• **What you need to do**:
Beginning with the first line below, output every record verbatim and leave out the images.

• **Entries supplied**:
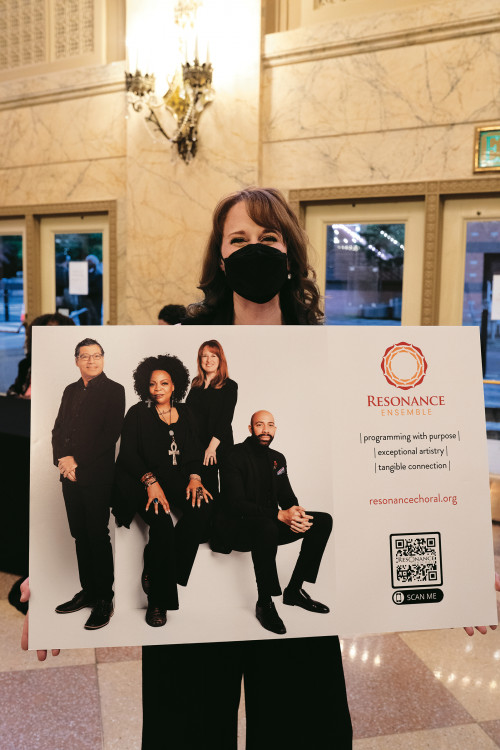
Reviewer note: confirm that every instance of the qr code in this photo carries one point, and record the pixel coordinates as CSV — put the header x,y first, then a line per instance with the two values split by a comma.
x,y
416,560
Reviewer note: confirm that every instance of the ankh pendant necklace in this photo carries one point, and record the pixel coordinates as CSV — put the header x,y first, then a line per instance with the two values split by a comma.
x,y
174,451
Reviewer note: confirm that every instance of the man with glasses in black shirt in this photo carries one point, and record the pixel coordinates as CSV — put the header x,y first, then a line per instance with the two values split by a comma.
x,y
83,440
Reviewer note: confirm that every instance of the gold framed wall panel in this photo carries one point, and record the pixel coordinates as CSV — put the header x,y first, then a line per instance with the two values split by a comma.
x,y
434,194
32,215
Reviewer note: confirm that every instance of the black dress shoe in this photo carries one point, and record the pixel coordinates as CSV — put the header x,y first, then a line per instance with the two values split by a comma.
x,y
100,615
269,618
146,582
302,599
156,616
79,601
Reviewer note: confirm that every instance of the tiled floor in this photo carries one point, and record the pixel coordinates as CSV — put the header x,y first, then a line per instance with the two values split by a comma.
x,y
435,689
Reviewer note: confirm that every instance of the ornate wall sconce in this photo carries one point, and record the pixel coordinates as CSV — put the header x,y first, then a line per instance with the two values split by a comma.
x,y
189,92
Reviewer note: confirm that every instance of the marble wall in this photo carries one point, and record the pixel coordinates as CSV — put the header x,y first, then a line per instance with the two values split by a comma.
x,y
389,97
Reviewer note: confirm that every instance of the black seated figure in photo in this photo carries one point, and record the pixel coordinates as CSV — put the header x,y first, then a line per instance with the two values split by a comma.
x,y
295,694
212,399
83,441
159,467
259,512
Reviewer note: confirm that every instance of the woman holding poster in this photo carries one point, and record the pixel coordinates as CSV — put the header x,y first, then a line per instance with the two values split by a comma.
x,y
255,272
159,467
212,400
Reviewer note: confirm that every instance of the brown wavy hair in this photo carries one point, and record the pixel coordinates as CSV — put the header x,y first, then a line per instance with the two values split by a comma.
x,y
299,297
221,375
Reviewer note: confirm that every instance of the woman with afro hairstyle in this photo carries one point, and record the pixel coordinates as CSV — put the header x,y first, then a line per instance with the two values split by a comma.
x,y
158,469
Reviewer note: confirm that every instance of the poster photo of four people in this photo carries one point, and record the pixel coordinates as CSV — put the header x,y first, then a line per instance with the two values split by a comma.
x,y
178,473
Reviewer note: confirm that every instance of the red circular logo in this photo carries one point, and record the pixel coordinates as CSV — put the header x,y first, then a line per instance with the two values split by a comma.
x,y
404,365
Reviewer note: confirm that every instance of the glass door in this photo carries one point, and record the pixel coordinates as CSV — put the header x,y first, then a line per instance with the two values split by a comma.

• **Answer box**:
Reviewer note: confirm that every instance of the qr code in this photo carries one point, and record the pixel coordinates as CSV — put the header x,y first, then a line per instance with the two values split by a comma.
x,y
416,560
Reviewer note: confirm that every instance of the ankh pendant necklace in this photo carries one point, and record the pixel coordinates as CSV — put the header x,y first, then a line per instance with the two values split by a comma.
x,y
174,451
Reviewer note: confirm that every instance of the man with glasses in black shirt in this photo carries one point, and record the pixel coordinates as CSV — put the header x,y first, then a line per instance with the two values split by a comma.
x,y
83,440
Reviewer note: confirm that every instance of the gold framed wall panel in this photo carries one point, and record the pixel coordinates as CSV — put the header x,y first, then a line per instance with the two values split by a comma.
x,y
434,194
32,215
Reviewer note: confirm that every instance of the black dress shoe in this photo carries one point, and record the pixel coordinates as CSV — put the header x,y first, then a line per instance with the two values split by a comma.
x,y
100,615
269,618
146,582
302,599
156,616
79,601
Reviewer note: confirm that every instance of the tiled floor in this photo carries one point, and record the pixel coordinates as CSV — put the header x,y first, then a line per instance with the two values split by a comma.
x,y
435,689
Reviewer note: confirm that every instance of the ornate wall sconce in this photo carries one point, and record the pixel coordinates as CSV — put the header x,y first, then a line per instance with the two values split by a comma.
x,y
189,92
Reviewer note: confirm that every instance of the marble wall in this photo carries one point, and record the pixel coordinates as CSV — put the header x,y first, then a line per instance with the two values split by a comma.
x,y
389,97
Reviewer note: confirm that every instance of the black seated figure in photo in this photo carries one point, and record the pixel coordinates as CSV — put the header x,y first, then a line per instance with the two values split by a comma.
x,y
295,694
212,399
83,441
159,467
259,512
Reviewer note: confirm that every instance of the woman holding poster in this photo carries one point, and record the pixel coordinates as CSV — put the header x,y first, then a line per instance with the two values split by a comma.
x,y
255,272
159,467
212,400
Reviewer note: confirm that every instance of the brown wavy hair in this photo carries one point, and record the pixel coordinates as CSV — put the header x,y first, then a line per instance with the two values split by a comma.
x,y
299,297
221,375
Reviewer note: confirm that every instance of the woman with afro hairstyle in this photo carries one point, and record the pixel coordinates as CSV — put the header x,y first, then a line per instance with the two values split by a comma.
x,y
158,469
Reviewer note: confirm that every instance of the poster photo of four people in this photo carries one point, and record the pixel coordinates as CSV — put the header x,y first, then a line per instance with the two values split by a comma.
x,y
178,473
Reviewer note: confirm that every instance of the red circular logo in this photo carries one point, and record the pixel coordinates as CSV — put the header x,y first, then a line per instance with the two values split by a comma.
x,y
404,365
Reviewer note: confirm that every instance of the glass door in this photo carries one point, and record the pixel coordinates as CSV — put the header x,y first, then a line per instance with the two values split by a comma.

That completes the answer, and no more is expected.